> Your assignment
Return every line of the entries that includes the word "point".

Saved data entries
- - - -
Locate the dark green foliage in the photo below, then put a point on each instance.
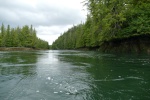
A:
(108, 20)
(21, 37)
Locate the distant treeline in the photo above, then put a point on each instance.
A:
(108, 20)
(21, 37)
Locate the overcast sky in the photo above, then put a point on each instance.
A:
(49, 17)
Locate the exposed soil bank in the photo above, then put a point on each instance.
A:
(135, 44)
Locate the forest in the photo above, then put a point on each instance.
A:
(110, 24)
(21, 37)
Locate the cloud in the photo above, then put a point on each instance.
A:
- - - -
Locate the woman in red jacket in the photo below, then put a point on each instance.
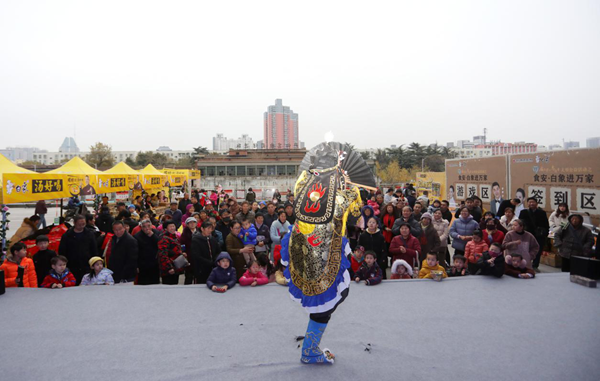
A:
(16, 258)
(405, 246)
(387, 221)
- - - -
> Solution to this problem
Locate the dark green foliage in the photo below, then put a point on each instance.
Locate the distant treeline in the photo above, then put a point on each instance.
Locate the overcast sky in the photo above, then put a point on each instance.
Locate the exposed soil bank in the photo above, then put a point on each instance.
Locate the forest in the photo above, then put a point on each instance.
Locate the cloud in the photo above, then put a point on each instance.
Locate the woman in red jacket in the photo below, then put a point on each instance.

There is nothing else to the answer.